-- PROVIDED INFORMATION follows --

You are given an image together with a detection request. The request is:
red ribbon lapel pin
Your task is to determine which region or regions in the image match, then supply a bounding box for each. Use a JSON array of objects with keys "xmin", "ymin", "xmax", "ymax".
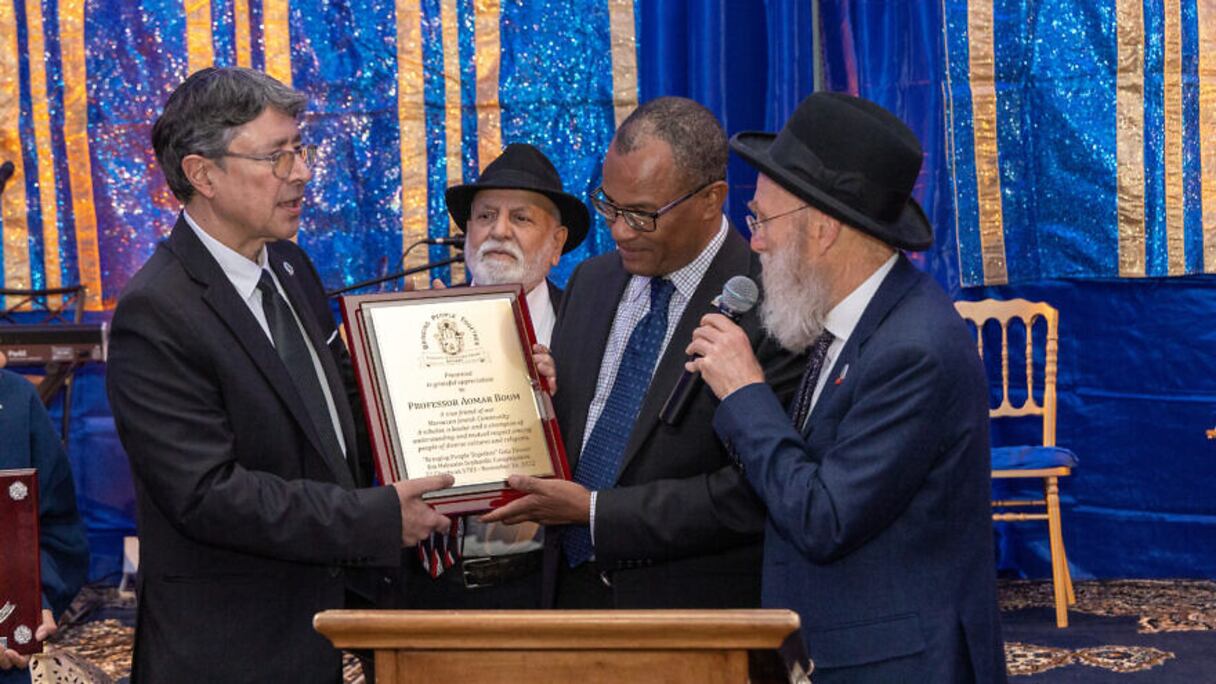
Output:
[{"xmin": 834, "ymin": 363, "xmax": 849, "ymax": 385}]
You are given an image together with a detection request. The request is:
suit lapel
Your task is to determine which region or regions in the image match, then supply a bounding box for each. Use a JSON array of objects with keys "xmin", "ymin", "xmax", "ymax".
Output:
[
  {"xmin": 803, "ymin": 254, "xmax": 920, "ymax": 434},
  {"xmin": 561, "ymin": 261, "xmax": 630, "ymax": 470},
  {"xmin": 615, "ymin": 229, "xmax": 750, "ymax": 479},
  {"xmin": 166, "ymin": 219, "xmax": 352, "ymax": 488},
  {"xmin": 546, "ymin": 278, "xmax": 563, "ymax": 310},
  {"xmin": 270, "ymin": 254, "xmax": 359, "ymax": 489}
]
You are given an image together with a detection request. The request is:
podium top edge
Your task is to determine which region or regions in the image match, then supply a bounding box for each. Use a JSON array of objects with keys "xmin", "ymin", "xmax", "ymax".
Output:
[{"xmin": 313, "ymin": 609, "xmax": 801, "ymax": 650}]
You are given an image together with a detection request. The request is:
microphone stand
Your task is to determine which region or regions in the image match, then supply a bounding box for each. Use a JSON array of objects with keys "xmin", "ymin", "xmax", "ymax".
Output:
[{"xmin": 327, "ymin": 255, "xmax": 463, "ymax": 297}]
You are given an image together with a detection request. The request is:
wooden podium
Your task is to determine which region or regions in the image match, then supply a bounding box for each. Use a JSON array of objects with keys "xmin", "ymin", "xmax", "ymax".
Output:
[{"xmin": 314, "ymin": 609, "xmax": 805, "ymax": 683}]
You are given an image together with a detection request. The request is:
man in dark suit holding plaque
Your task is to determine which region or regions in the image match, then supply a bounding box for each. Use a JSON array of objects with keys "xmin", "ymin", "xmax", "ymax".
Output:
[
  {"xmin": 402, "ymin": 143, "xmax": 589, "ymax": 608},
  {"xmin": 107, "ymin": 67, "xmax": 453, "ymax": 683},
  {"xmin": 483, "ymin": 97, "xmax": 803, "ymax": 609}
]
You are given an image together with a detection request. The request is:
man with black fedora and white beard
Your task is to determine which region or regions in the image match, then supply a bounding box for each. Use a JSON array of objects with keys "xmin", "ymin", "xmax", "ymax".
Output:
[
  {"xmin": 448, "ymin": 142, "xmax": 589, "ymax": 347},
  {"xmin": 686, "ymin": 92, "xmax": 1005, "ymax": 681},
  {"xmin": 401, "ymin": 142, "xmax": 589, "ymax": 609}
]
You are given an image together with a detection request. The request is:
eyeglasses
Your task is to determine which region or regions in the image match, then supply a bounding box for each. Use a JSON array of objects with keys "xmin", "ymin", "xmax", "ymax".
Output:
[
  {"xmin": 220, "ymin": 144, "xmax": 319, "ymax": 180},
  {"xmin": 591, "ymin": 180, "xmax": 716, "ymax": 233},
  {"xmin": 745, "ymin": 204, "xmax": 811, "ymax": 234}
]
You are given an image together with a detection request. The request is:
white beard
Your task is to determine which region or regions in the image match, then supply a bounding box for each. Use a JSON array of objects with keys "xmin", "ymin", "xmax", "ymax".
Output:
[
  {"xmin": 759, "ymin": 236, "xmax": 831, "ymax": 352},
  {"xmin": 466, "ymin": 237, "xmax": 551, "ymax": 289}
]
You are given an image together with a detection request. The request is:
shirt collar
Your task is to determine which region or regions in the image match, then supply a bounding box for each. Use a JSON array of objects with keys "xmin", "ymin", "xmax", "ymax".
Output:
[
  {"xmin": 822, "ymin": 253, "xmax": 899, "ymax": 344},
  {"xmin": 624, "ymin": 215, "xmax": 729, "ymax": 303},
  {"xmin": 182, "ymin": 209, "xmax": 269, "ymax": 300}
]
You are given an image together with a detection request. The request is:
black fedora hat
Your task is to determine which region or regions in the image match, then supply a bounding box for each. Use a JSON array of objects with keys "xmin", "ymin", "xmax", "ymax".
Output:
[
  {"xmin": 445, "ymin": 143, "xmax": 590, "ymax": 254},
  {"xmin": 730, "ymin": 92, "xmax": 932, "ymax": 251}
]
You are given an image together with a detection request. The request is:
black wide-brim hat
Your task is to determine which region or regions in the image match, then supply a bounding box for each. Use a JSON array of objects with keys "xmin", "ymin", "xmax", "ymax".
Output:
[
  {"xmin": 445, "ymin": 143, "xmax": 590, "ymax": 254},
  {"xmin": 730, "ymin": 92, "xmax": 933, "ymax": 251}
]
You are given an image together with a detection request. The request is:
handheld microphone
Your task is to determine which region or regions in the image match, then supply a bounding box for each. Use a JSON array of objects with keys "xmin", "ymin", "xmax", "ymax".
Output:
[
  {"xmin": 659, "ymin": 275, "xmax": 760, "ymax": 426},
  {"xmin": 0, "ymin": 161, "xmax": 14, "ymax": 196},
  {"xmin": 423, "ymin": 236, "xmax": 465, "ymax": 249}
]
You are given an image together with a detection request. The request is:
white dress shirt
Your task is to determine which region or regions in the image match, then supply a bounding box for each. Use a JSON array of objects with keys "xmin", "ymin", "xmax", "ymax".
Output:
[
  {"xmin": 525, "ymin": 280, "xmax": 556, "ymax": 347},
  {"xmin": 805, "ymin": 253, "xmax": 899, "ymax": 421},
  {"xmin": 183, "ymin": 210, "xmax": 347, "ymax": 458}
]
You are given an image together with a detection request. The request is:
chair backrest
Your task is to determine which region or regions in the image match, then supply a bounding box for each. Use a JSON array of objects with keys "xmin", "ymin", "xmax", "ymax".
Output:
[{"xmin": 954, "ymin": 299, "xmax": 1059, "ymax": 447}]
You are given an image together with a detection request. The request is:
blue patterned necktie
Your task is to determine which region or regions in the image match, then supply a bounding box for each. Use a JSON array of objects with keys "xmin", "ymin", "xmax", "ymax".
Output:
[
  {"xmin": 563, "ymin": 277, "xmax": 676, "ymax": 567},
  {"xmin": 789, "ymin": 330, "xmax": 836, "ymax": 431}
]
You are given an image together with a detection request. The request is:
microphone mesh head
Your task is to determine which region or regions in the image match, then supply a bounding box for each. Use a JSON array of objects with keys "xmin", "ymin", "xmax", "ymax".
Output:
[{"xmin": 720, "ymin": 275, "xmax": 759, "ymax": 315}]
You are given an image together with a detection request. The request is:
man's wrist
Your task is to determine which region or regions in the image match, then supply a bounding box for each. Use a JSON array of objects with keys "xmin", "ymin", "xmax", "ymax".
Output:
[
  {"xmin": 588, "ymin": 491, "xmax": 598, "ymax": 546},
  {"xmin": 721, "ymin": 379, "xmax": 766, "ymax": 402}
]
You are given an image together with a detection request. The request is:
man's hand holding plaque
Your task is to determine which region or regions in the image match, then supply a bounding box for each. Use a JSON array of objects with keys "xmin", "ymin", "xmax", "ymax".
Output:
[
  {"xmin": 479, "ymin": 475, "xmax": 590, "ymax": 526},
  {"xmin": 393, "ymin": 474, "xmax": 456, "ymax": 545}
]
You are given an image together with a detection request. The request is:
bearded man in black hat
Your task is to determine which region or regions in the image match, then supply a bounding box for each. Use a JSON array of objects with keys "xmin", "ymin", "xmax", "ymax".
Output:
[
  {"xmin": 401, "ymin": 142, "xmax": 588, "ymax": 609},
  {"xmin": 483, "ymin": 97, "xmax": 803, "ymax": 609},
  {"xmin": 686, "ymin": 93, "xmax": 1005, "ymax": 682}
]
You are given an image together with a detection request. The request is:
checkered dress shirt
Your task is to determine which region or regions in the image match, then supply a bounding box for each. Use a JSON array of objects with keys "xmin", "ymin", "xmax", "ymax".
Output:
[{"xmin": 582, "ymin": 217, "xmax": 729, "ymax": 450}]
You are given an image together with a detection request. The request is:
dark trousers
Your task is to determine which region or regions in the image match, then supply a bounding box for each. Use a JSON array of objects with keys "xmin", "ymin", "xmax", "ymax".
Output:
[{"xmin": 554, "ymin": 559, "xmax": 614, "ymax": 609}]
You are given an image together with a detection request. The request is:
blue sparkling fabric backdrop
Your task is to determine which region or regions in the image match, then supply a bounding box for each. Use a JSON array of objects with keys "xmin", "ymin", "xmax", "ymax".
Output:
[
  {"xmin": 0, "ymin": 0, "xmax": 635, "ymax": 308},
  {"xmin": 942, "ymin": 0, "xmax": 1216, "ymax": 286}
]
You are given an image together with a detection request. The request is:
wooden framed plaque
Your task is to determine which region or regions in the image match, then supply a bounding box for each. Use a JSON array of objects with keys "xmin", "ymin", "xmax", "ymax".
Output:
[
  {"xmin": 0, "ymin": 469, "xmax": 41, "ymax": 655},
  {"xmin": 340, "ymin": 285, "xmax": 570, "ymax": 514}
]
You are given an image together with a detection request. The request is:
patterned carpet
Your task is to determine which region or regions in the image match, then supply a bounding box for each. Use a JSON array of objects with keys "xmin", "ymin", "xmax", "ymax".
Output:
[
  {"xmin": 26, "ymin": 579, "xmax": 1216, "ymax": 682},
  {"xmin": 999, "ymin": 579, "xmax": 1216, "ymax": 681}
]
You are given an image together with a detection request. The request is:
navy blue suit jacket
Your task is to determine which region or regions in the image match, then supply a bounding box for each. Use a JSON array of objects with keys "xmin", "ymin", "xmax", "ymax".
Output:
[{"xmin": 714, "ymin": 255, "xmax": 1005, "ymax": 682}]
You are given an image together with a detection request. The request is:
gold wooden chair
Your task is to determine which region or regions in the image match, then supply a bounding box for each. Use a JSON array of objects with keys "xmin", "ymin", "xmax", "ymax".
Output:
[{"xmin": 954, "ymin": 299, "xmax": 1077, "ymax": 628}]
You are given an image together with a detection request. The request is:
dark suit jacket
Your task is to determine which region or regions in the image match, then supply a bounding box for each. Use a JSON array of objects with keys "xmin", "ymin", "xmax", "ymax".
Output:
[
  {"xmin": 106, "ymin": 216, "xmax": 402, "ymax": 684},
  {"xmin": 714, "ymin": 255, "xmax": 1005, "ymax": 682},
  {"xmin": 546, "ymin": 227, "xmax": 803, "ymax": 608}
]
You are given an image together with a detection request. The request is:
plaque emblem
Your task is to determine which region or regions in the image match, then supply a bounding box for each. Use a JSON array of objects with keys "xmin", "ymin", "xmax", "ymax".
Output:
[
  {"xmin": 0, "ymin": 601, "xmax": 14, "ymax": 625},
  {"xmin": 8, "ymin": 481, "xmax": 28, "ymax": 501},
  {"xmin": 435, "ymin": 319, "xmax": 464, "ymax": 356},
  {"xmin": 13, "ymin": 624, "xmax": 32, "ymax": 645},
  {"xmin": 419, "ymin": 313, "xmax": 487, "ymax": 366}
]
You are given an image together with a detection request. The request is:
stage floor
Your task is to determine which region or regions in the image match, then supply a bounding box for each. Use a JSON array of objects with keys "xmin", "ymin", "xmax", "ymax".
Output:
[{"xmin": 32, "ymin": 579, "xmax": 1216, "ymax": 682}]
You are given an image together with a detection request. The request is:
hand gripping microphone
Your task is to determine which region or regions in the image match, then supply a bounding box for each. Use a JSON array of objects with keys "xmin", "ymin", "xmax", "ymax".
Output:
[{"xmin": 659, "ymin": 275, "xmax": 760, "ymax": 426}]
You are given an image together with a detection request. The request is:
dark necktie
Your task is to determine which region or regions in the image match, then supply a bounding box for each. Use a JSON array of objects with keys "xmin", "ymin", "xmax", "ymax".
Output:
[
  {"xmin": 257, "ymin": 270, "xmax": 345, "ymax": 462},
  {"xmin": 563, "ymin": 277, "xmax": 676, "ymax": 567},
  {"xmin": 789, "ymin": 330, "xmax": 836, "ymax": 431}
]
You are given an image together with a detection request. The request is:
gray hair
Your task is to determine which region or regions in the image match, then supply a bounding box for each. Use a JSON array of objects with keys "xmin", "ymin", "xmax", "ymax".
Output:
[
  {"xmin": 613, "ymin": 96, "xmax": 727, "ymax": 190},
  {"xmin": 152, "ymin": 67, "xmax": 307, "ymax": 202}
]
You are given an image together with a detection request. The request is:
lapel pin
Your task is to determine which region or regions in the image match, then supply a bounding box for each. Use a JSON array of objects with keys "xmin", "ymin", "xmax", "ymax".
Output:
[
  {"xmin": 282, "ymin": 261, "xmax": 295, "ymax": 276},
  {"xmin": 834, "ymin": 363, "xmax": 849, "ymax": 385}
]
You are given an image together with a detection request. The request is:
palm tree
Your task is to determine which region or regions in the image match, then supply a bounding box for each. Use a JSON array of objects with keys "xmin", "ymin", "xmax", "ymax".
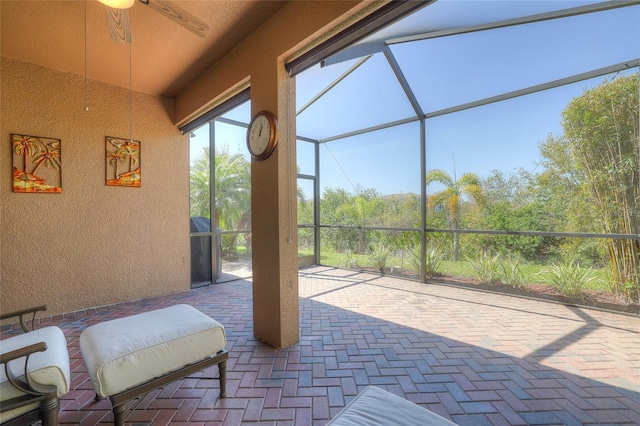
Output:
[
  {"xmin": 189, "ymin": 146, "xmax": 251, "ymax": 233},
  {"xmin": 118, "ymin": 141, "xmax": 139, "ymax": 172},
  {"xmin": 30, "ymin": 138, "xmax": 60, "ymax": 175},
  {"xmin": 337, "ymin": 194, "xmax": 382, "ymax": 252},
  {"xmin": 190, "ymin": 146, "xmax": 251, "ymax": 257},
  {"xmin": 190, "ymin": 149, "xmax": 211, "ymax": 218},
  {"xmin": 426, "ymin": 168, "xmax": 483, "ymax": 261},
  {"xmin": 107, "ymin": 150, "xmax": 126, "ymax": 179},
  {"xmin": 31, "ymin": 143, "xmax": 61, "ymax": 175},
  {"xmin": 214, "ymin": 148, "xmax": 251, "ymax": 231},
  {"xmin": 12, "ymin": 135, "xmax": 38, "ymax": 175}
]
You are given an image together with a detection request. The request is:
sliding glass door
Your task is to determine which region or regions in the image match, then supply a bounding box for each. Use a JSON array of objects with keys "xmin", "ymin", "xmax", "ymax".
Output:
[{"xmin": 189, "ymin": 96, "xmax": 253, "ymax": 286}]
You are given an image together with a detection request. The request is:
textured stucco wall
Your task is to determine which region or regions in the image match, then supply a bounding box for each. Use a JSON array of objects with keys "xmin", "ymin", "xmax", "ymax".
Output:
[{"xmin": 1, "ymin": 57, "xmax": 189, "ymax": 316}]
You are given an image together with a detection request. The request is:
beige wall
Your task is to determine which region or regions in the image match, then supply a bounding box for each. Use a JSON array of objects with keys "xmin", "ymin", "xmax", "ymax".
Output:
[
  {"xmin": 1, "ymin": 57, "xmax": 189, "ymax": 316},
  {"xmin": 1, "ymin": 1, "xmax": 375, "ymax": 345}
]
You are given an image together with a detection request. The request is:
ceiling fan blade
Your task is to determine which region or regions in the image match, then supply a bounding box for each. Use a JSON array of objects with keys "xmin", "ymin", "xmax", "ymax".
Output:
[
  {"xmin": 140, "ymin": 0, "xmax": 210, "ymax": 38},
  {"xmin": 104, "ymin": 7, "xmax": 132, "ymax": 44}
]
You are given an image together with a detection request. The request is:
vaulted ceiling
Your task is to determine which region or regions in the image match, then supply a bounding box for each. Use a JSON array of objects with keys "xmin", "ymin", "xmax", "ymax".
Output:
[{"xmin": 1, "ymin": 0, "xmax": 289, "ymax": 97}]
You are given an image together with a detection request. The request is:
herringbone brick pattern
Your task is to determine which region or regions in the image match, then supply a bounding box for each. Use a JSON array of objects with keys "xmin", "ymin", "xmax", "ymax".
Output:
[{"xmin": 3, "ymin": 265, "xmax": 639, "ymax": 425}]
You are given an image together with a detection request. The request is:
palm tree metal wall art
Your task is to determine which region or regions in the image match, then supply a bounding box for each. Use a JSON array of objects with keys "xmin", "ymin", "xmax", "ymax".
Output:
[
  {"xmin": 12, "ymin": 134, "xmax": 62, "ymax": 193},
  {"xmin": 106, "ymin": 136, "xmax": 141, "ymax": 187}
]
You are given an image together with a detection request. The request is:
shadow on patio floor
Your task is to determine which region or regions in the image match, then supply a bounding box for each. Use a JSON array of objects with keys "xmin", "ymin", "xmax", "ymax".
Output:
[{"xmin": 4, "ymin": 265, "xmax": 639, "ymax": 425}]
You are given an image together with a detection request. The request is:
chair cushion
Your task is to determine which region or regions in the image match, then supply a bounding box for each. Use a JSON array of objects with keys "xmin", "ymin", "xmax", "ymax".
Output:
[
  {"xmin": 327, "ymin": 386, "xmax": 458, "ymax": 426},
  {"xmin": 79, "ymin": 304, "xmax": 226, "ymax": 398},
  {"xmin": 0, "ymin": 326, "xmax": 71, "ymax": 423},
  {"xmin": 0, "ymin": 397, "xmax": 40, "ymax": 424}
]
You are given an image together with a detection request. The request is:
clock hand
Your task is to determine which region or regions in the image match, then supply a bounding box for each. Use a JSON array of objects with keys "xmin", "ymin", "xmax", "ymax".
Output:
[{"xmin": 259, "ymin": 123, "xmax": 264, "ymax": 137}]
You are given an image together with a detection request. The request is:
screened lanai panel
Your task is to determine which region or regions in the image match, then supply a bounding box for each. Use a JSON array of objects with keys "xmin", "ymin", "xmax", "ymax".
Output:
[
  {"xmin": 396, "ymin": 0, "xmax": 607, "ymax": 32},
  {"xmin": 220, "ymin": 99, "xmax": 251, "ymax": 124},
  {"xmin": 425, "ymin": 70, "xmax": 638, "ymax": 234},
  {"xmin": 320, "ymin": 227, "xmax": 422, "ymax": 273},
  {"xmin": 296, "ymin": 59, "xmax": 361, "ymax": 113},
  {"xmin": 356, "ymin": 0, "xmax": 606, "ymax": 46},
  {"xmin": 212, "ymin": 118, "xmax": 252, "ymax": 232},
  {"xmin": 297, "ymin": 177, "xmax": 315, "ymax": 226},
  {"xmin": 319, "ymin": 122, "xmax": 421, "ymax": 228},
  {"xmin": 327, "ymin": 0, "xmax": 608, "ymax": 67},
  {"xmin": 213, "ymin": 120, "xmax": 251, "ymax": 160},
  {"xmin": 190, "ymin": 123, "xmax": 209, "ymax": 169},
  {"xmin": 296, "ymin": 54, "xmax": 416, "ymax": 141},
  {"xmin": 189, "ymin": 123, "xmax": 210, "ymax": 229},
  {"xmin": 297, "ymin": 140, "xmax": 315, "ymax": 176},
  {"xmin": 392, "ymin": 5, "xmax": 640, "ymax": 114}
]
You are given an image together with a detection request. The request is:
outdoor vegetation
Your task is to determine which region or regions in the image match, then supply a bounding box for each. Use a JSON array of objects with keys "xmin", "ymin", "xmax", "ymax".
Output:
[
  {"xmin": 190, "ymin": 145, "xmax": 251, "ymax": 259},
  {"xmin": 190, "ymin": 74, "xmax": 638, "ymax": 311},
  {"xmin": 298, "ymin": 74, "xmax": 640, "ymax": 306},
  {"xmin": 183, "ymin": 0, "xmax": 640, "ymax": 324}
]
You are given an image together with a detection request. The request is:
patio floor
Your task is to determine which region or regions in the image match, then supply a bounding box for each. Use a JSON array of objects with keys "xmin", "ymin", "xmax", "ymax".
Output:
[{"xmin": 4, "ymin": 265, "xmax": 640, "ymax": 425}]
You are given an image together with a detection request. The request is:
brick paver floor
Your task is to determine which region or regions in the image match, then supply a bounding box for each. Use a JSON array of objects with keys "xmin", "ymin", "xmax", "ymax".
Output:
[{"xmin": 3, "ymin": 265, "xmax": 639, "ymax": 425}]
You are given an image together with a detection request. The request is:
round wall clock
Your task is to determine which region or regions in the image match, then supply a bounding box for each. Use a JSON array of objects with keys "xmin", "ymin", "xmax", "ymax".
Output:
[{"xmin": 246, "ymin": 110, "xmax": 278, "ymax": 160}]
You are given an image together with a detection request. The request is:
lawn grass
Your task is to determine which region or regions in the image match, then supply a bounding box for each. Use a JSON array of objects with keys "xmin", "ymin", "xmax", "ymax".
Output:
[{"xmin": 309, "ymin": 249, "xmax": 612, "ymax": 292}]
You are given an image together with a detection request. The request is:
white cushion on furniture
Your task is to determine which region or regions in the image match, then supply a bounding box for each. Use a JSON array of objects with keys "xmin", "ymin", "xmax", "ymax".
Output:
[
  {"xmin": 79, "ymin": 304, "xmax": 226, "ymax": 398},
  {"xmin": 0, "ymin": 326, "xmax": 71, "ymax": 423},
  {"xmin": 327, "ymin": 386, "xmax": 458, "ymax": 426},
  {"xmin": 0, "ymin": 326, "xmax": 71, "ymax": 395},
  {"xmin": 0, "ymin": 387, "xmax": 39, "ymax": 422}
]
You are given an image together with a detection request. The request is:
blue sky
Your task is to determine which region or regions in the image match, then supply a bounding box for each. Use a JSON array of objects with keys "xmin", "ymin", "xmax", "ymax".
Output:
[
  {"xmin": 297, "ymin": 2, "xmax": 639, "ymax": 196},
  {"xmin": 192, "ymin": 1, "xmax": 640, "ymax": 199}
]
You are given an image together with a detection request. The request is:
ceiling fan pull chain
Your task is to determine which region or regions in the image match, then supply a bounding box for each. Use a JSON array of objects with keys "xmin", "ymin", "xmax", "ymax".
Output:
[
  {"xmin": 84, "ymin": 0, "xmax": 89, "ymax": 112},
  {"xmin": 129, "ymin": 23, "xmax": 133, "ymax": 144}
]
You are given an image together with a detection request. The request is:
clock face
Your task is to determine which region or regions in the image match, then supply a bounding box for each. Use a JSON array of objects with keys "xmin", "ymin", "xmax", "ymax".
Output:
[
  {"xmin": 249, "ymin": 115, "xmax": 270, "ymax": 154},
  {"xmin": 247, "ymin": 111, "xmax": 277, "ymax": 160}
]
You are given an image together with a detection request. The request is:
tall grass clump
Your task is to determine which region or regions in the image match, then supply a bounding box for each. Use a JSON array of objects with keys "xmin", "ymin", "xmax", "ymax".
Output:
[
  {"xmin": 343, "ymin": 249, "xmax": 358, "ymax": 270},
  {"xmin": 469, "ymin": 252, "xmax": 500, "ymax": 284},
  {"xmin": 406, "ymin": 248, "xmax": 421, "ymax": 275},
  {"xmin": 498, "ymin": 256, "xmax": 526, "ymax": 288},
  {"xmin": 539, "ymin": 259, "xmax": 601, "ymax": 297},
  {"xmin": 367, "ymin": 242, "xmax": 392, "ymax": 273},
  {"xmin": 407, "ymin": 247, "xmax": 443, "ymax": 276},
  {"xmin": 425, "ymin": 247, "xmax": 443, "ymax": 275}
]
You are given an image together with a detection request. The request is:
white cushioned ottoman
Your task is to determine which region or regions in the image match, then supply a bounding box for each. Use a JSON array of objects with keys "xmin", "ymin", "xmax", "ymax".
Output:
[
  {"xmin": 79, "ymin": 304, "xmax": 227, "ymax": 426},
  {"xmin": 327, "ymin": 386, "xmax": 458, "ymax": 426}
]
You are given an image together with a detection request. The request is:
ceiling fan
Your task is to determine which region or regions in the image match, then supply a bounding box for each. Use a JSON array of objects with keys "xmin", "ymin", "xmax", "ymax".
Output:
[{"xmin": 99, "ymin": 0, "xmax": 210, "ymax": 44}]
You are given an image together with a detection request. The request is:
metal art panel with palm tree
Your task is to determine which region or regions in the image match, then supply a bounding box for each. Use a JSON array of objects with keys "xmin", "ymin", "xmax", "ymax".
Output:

-- PROVIDED INFORMATION concluded --

» **AIM OF THE EXERCISE**
Among the records above, find each line holding the string "chair" and pull it out.

» **EXPECTED ANSWER**
chair backrest
gold wooden chair
chair cushion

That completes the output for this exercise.